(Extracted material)
◆ ◆ ◆

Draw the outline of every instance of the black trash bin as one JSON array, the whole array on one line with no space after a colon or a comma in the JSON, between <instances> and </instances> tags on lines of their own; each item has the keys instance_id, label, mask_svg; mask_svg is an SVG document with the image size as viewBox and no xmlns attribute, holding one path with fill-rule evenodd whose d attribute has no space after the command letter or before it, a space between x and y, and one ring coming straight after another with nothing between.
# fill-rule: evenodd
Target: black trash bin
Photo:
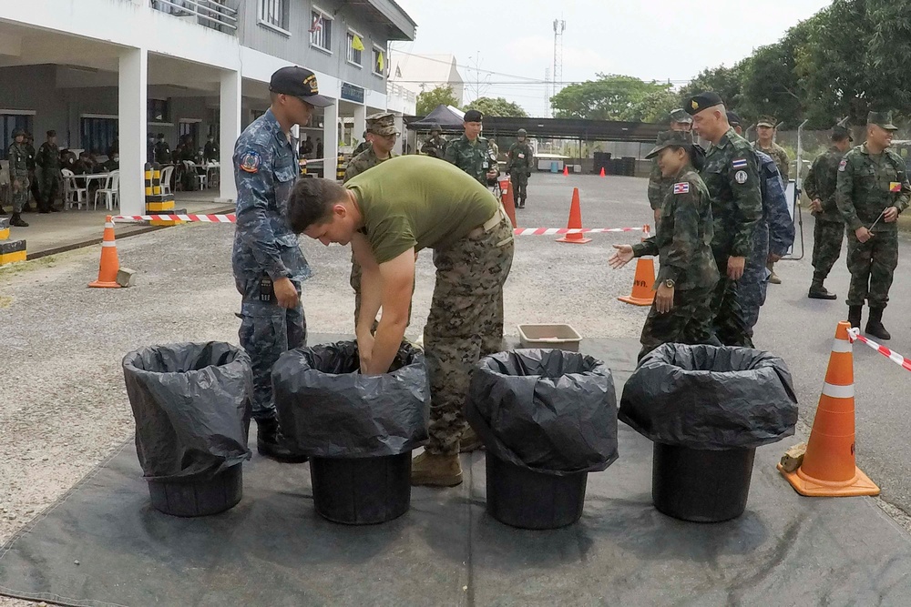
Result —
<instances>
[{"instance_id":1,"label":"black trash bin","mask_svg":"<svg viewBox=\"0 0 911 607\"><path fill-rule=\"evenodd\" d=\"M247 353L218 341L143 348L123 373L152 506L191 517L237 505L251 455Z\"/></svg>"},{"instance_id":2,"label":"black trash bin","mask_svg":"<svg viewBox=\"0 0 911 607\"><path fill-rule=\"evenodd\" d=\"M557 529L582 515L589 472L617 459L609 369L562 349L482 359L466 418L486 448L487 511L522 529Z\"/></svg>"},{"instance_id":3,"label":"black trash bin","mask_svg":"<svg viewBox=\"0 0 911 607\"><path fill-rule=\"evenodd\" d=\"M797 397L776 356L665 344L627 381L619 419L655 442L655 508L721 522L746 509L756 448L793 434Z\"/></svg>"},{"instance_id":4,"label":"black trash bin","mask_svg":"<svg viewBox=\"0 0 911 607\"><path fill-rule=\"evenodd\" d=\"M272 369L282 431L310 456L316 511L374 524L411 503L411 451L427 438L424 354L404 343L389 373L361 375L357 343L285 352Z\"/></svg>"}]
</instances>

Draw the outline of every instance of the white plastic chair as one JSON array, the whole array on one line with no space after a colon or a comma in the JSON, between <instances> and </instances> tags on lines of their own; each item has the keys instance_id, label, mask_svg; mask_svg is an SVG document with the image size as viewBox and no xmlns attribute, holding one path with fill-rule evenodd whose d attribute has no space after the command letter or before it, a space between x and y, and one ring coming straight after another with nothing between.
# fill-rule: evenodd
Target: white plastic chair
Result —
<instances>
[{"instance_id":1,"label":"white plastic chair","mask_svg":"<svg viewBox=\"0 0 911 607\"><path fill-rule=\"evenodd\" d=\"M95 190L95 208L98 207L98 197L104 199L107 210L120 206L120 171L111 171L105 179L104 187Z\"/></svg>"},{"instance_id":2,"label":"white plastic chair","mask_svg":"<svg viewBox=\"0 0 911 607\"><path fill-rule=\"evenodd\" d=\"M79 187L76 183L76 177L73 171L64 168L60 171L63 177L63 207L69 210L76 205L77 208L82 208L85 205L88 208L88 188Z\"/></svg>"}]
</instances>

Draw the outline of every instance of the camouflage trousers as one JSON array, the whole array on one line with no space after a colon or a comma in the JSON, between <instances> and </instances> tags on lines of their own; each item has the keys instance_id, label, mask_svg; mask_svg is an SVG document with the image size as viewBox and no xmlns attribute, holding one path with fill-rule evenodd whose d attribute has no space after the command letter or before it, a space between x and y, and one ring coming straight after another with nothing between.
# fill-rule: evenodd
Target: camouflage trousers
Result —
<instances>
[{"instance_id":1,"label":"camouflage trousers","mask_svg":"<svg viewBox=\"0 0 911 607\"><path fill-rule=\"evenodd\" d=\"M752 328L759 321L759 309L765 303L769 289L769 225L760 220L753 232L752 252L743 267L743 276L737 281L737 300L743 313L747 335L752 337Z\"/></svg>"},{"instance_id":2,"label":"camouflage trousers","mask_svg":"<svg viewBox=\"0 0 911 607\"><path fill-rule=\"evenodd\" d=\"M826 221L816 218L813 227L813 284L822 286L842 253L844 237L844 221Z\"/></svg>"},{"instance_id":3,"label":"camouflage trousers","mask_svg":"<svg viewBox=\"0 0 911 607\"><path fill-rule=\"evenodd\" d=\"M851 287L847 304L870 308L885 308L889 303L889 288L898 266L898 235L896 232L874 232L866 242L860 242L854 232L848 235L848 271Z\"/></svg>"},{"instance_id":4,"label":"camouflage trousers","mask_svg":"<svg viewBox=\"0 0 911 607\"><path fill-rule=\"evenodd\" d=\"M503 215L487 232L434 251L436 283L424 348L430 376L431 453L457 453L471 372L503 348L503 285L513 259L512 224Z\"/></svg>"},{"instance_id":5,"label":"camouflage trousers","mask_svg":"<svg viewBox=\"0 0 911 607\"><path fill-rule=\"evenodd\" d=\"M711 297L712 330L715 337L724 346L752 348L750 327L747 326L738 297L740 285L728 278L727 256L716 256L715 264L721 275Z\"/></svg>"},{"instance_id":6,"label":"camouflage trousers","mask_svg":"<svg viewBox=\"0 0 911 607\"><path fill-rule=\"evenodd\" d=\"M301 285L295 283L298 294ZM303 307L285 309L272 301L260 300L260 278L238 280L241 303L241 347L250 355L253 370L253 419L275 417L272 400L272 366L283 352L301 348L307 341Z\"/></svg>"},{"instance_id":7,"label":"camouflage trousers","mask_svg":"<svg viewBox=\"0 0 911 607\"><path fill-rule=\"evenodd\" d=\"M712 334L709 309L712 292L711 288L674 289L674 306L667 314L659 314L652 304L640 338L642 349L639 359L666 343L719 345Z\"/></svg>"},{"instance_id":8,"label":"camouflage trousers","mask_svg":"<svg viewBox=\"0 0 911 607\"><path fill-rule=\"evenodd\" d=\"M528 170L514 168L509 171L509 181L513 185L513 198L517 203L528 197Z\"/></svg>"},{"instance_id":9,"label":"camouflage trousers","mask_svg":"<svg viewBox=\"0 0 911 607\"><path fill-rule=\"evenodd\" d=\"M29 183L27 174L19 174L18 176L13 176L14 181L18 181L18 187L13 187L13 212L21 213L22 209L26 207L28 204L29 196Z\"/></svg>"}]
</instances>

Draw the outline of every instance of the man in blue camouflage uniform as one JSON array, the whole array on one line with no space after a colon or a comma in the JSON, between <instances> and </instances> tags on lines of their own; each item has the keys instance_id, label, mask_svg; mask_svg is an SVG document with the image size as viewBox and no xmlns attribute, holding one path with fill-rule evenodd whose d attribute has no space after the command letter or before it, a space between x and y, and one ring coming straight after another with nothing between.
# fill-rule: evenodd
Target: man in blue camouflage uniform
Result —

◆ ◆ ◆

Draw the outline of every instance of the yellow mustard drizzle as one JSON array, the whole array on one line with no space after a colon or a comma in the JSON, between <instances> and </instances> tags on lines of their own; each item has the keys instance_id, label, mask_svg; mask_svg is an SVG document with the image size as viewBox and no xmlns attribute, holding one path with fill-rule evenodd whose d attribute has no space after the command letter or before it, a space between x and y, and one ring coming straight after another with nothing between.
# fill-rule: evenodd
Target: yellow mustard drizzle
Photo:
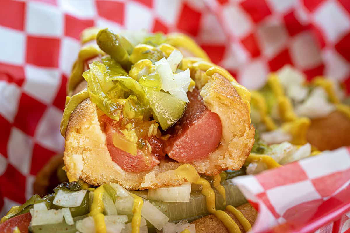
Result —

◆ ◆ ◆

Please collect every line of the material above that contains the string "Target".

Target: black trash bin
Target: white plastic chair
Target: camouflage trousers
Target: man in blue camouflage uniform
Target: yellow mustard drizzle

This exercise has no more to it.